■ TASK DIRECTIONS ■
Reproduce verbatim the final portion of the material below, from the line containing "Could you point out the golden" through its last line, and nothing else.
begin RECORD EXTRACTS
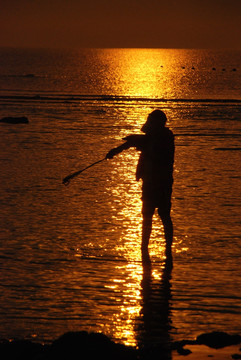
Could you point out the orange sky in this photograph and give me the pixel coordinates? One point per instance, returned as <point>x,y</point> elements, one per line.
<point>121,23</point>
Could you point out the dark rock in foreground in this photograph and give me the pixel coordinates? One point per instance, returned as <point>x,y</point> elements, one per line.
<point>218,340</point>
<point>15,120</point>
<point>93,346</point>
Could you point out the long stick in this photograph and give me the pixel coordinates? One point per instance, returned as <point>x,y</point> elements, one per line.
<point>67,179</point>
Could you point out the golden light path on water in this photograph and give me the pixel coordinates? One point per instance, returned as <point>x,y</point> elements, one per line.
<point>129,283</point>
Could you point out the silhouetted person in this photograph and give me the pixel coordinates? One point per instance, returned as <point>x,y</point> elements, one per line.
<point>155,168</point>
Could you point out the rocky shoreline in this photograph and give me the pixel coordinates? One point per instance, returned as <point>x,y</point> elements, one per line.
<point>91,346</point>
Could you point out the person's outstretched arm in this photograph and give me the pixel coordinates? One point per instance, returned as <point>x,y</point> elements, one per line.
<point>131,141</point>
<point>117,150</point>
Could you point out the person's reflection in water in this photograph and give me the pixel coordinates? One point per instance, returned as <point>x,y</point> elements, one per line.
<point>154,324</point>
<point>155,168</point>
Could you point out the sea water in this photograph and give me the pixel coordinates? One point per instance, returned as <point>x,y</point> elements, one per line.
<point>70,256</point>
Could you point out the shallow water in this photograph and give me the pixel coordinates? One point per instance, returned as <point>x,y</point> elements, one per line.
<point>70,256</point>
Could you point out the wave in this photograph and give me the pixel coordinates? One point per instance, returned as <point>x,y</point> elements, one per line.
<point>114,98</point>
end RECORD EXTRACTS
■ EXERCISE ANSWER ■
Could you point out the golden light path on water in this photograph and give me the pixel coordinates? One point per instance, returned as <point>x,y</point> elements, one per line.
<point>129,283</point>
Could you point out the silhouetted person in this photograph and give me the pixel coordinates? One point per instance, returned as <point>x,y</point> elements, one per line.
<point>155,168</point>
Could you point out the rocky shoreline in this photograph and give me the pixel coordinates? One point per instance, returned as <point>x,y</point> elements, one per line.
<point>91,346</point>
Could you point out the person's outstretched arm in this photograph and give me the pixel coordinates? One point per instance, returned as <point>x,y</point> elements, one per line.
<point>131,141</point>
<point>117,150</point>
Could you point out the person's reflection in water in this photograph and give me the pixel coordinates? One point per instance, returned as <point>x,y</point> elements, one per line.
<point>154,324</point>
<point>155,168</point>
Could you point out the sea water in this photograph and give me the pixel coordinates? One point per instance, returned as <point>x,y</point> elements, one per line.
<point>70,256</point>
Could you point out the shallow water in this photograph and give me the pixel coordinates? One point per instance, returned as <point>x,y</point> elements, one per line.
<point>70,256</point>
Could you point out the wave in this photograph and give me the pixel coordinates? One point per instance, returned as <point>x,y</point> elements, one per line.
<point>114,98</point>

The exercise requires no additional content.